··· Records supplied
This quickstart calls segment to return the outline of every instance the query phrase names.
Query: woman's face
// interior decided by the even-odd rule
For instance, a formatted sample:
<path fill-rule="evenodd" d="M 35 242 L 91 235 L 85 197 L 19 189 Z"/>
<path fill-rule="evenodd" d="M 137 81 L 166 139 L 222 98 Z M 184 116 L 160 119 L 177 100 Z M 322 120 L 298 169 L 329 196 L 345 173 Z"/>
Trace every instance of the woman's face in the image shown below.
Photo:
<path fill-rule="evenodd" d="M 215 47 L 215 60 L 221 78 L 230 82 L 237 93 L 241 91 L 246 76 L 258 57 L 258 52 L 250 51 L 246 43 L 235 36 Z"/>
······
> Request
Change "quickstart" to "tutorial" in the records and keep every other line as it is.

> Written response
This tutorial calls segment to return the outline of every instance the query phrase names.
Query: woman's face
// interior decided by the even-odd rule
For instance, a formatted sample:
<path fill-rule="evenodd" d="M 35 242 L 91 235 L 85 197 L 19 189 Z"/>
<path fill-rule="evenodd" d="M 137 81 L 166 139 L 222 98 Z M 184 116 L 160 119 L 177 100 Z M 322 120 L 298 169 L 329 196 L 345 173 Z"/>
Trace every instance of the woman's face in the image shown below.
Photo:
<path fill-rule="evenodd" d="M 215 47 L 215 60 L 221 78 L 230 82 L 237 93 L 241 91 L 246 76 L 258 57 L 258 52 L 250 51 L 246 43 L 235 36 Z"/>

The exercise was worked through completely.